[Referring expression pointing data]

============================================================

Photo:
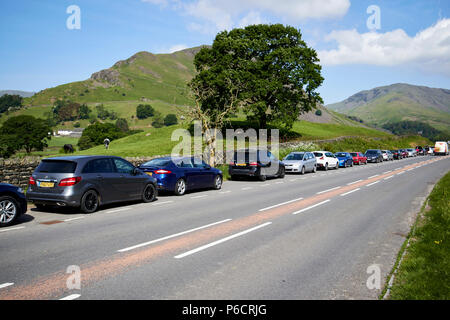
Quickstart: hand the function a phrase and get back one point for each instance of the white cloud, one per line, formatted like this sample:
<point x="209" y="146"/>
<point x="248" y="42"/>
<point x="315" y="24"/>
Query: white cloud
<point x="218" y="15"/>
<point x="429" y="48"/>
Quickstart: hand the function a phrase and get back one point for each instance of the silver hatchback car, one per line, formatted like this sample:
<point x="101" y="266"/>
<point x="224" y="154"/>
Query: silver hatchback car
<point x="300" y="162"/>
<point x="88" y="182"/>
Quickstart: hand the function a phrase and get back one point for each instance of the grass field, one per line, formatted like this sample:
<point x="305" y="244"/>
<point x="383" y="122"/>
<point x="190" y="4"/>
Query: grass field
<point x="424" y="273"/>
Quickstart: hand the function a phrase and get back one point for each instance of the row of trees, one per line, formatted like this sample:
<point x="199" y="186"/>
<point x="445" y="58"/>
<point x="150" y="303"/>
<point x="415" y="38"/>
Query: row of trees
<point x="23" y="133"/>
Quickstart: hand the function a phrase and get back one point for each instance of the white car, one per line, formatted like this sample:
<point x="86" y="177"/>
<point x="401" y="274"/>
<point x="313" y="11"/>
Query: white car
<point x="326" y="160"/>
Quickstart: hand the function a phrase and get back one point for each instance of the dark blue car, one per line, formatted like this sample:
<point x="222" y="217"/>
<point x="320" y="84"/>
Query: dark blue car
<point x="182" y="174"/>
<point x="345" y="159"/>
<point x="13" y="204"/>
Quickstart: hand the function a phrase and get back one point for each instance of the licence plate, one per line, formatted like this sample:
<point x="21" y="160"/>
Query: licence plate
<point x="46" y="184"/>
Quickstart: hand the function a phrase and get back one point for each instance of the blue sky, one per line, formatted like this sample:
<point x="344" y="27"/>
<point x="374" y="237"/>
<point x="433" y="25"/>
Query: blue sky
<point x="412" y="44"/>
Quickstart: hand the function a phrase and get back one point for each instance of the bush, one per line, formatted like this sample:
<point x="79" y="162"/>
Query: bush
<point x="144" y="111"/>
<point x="170" y="120"/>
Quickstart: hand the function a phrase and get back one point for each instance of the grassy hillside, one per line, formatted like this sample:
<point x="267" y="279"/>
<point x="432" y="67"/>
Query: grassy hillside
<point x="399" y="102"/>
<point x="144" y="75"/>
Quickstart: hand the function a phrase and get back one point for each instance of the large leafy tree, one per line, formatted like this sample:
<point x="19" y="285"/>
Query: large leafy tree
<point x="26" y="132"/>
<point x="268" y="69"/>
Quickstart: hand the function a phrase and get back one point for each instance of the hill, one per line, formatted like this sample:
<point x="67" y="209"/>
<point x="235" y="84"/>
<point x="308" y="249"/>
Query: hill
<point x="399" y="102"/>
<point x="24" y="94"/>
<point x="142" y="76"/>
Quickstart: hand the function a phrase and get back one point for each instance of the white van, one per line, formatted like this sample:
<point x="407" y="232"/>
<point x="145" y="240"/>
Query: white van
<point x="441" y="148"/>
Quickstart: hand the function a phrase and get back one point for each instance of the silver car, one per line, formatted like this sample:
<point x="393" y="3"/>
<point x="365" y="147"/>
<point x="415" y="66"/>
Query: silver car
<point x="88" y="182"/>
<point x="300" y="162"/>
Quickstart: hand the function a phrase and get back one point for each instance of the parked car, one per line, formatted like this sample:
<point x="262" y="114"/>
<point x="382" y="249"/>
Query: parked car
<point x="404" y="153"/>
<point x="257" y="163"/>
<point x="411" y="152"/>
<point x="419" y="151"/>
<point x="345" y="159"/>
<point x="326" y="160"/>
<point x="441" y="148"/>
<point x="358" y="158"/>
<point x="88" y="182"/>
<point x="300" y="162"/>
<point x="180" y="174"/>
<point x="374" y="155"/>
<point x="13" y="204"/>
<point x="397" y="154"/>
<point x="387" y="155"/>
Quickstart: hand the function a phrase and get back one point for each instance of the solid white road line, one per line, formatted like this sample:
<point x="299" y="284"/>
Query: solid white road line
<point x="280" y="204"/>
<point x="11" y="229"/>
<point x="160" y="203"/>
<point x="349" y="184"/>
<point x="311" y="207"/>
<point x="221" y="241"/>
<point x="325" y="191"/>
<point x="4" y="285"/>
<point x="344" y="194"/>
<point x="172" y="236"/>
<point x="118" y="210"/>
<point x="71" y="297"/>
<point x="72" y="219"/>
<point x="199" y="197"/>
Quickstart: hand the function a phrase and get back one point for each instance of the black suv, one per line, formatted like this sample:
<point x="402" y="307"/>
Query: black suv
<point x="256" y="163"/>
<point x="374" y="156"/>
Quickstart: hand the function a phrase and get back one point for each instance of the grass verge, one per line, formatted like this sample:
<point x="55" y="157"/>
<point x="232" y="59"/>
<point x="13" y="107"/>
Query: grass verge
<point x="424" y="273"/>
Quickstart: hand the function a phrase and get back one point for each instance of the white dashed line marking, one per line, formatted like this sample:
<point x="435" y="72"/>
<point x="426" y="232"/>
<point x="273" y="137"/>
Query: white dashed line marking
<point x="311" y="207"/>
<point x="172" y="236"/>
<point x="221" y="241"/>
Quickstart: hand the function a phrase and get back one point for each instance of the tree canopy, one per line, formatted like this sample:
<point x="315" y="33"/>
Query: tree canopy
<point x="267" y="69"/>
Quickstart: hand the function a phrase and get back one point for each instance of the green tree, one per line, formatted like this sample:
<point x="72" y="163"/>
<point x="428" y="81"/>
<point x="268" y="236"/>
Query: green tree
<point x="30" y="133"/>
<point x="122" y="124"/>
<point x="10" y="101"/>
<point x="95" y="134"/>
<point x="170" y="120"/>
<point x="144" y="111"/>
<point x="269" y="69"/>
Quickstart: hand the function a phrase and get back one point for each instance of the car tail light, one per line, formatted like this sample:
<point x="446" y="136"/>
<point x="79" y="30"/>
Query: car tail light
<point x="69" y="181"/>
<point x="163" y="171"/>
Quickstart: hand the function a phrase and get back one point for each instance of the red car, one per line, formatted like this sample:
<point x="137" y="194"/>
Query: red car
<point x="358" y="158"/>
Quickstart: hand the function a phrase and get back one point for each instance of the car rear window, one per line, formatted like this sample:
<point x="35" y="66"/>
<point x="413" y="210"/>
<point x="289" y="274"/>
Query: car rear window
<point x="57" y="166"/>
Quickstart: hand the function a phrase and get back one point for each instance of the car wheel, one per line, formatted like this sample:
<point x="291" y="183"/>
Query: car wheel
<point x="149" y="194"/>
<point x="89" y="202"/>
<point x="282" y="173"/>
<point x="180" y="187"/>
<point x="9" y="211"/>
<point x="218" y="182"/>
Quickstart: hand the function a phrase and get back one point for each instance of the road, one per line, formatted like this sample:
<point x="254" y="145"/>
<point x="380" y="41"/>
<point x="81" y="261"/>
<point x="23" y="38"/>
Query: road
<point x="303" y="237"/>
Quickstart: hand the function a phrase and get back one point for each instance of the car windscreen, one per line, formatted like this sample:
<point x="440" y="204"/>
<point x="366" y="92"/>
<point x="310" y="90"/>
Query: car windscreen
<point x="57" y="166"/>
<point x="295" y="156"/>
<point x="157" y="163"/>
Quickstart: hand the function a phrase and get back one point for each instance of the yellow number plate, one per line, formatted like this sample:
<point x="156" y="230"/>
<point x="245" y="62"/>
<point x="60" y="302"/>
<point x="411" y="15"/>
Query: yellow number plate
<point x="46" y="184"/>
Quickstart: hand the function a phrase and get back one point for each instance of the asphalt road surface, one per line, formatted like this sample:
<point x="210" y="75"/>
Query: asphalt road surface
<point x="303" y="237"/>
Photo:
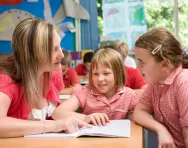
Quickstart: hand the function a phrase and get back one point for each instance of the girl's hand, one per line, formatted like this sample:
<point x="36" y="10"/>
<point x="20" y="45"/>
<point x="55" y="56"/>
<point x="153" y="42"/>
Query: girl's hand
<point x="69" y="125"/>
<point x="165" y="139"/>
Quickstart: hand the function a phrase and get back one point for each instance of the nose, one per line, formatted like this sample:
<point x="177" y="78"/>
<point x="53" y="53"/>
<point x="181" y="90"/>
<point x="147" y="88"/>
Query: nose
<point x="61" y="55"/>
<point x="100" y="77"/>
<point x="139" y="67"/>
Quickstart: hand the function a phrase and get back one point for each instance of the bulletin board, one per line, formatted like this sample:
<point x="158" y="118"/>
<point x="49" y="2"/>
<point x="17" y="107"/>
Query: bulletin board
<point x="12" y="11"/>
<point x="124" y="20"/>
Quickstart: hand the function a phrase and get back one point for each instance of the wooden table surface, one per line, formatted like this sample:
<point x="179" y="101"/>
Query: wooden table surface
<point x="135" y="141"/>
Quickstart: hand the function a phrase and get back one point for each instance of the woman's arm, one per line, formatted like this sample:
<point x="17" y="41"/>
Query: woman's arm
<point x="12" y="127"/>
<point x="67" y="109"/>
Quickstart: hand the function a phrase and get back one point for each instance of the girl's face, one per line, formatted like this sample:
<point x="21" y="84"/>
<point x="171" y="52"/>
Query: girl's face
<point x="150" y="69"/>
<point x="103" y="80"/>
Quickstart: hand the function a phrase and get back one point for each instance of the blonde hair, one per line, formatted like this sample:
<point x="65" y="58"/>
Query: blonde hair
<point x="111" y="59"/>
<point x="67" y="58"/>
<point x="120" y="47"/>
<point x="168" y="46"/>
<point x="32" y="44"/>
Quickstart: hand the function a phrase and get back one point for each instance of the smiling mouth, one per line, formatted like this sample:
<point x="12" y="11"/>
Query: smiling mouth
<point x="101" y="85"/>
<point x="57" y="63"/>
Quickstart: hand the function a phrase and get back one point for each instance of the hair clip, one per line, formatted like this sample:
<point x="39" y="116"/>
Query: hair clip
<point x="154" y="51"/>
<point x="184" y="51"/>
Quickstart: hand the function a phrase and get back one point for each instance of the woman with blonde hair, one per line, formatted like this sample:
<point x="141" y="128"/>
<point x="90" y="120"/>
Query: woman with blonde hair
<point x="28" y="82"/>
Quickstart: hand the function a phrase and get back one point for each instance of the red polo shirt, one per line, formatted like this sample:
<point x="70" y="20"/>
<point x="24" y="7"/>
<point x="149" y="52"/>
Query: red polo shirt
<point x="134" y="78"/>
<point x="18" y="107"/>
<point x="81" y="70"/>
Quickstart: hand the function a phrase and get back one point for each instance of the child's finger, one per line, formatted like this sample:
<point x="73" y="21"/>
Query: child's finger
<point x="82" y="123"/>
<point x="93" y="120"/>
<point x="103" y="120"/>
<point x="106" y="117"/>
<point x="98" y="119"/>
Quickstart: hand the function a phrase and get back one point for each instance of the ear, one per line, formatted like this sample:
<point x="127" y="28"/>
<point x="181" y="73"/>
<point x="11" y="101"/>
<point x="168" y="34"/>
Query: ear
<point x="166" y="63"/>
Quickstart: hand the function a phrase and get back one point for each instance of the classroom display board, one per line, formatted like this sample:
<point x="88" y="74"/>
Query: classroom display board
<point x="124" y="20"/>
<point x="13" y="11"/>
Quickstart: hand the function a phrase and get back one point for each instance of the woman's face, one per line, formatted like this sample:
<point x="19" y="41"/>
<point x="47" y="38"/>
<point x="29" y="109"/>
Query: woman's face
<point x="57" y="55"/>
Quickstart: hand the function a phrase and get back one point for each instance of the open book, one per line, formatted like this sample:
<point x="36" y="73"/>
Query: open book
<point x="116" y="128"/>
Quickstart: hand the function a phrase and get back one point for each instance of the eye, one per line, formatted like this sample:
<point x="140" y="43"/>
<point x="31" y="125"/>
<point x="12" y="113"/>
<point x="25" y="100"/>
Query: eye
<point x="106" y="73"/>
<point x="95" y="74"/>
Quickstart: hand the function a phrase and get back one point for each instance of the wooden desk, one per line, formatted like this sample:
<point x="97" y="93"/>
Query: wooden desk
<point x="135" y="141"/>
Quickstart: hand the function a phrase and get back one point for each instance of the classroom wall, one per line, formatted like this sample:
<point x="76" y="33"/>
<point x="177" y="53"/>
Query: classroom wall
<point x="89" y="29"/>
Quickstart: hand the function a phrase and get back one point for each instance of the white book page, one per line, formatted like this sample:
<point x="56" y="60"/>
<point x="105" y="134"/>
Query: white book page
<point x="116" y="128"/>
<point x="46" y="135"/>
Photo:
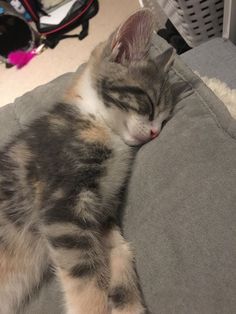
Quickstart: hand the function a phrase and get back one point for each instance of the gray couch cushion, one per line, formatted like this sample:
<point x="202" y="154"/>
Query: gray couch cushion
<point x="215" y="58"/>
<point x="180" y="210"/>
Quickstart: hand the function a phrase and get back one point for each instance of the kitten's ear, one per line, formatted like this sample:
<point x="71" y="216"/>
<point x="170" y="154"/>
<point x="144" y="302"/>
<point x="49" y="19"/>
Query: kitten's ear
<point x="132" y="40"/>
<point x="165" y="60"/>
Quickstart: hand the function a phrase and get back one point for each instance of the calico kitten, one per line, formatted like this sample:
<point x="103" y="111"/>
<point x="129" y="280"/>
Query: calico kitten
<point x="60" y="179"/>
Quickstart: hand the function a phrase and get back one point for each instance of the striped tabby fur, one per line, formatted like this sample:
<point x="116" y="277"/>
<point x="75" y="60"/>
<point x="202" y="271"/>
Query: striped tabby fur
<point x="61" y="180"/>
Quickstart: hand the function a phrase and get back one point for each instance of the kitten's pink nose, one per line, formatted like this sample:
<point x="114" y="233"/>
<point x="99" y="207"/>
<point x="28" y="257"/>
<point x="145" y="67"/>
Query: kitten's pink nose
<point x="154" y="133"/>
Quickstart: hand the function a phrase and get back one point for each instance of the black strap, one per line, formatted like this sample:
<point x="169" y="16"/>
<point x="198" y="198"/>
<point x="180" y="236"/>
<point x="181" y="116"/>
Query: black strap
<point x="53" y="41"/>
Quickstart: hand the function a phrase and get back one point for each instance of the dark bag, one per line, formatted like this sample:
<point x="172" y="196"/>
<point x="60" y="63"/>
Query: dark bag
<point x="79" y="14"/>
<point x="15" y="32"/>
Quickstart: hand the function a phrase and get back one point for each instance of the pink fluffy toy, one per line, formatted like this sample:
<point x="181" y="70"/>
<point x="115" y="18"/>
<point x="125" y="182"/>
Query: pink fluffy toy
<point x="20" y="58"/>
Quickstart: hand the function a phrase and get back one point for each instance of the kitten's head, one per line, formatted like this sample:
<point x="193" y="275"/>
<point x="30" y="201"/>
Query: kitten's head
<point x="133" y="87"/>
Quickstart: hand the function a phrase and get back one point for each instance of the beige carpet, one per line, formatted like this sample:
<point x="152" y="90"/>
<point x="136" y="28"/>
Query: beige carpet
<point x="67" y="56"/>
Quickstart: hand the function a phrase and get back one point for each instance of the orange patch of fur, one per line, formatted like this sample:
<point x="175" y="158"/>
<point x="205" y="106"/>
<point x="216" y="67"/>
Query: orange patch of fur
<point x="83" y="296"/>
<point x="96" y="133"/>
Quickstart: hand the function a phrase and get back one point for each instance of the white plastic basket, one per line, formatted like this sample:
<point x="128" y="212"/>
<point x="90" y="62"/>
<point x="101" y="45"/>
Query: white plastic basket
<point x="196" y="20"/>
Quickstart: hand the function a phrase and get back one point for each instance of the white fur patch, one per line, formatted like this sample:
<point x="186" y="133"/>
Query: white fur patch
<point x="223" y="92"/>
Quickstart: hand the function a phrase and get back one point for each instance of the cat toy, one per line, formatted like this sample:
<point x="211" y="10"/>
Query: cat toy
<point x="20" y="58"/>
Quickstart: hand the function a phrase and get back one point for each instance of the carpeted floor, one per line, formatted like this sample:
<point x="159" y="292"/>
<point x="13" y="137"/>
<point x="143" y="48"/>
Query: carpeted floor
<point x="67" y="56"/>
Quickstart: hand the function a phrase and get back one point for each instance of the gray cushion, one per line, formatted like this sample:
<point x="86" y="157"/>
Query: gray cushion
<point x="180" y="211"/>
<point x="215" y="58"/>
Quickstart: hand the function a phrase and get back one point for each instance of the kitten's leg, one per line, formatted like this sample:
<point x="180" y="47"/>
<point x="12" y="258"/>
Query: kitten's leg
<point x="78" y="251"/>
<point x="124" y="292"/>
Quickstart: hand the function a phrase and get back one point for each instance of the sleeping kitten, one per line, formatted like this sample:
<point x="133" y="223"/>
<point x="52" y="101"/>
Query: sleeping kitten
<point x="61" y="179"/>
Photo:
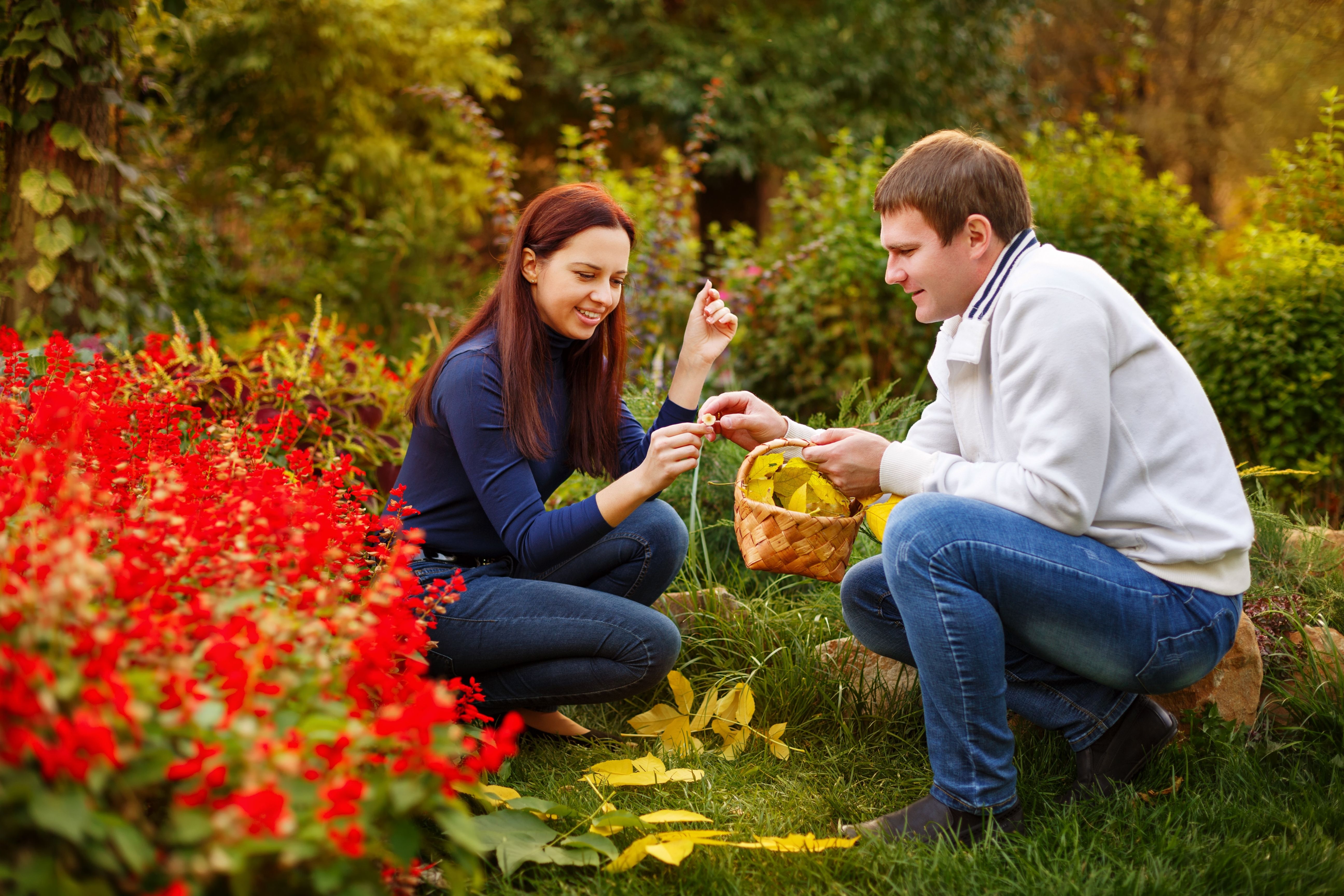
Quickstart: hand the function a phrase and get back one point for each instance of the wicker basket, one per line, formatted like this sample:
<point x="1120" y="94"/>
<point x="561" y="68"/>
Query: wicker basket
<point x="777" y="541"/>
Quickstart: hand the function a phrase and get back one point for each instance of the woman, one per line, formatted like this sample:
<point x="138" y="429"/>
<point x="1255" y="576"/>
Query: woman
<point x="557" y="604"/>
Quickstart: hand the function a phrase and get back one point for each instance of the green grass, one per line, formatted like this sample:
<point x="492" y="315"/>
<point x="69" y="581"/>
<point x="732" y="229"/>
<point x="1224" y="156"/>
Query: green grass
<point x="1253" y="815"/>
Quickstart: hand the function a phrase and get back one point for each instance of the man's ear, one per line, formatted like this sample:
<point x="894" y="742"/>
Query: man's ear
<point x="979" y="236"/>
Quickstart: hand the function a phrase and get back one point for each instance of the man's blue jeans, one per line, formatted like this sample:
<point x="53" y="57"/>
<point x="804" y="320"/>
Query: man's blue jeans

============================================================

Find and copy every line in the entries above where the string "jeans" occurs.

__Written answer__
Quickstart: hand the function a phrase and get back one point for each instance of the man's blue jeans, one per line, formatted like this sample:
Query: man's blue jeans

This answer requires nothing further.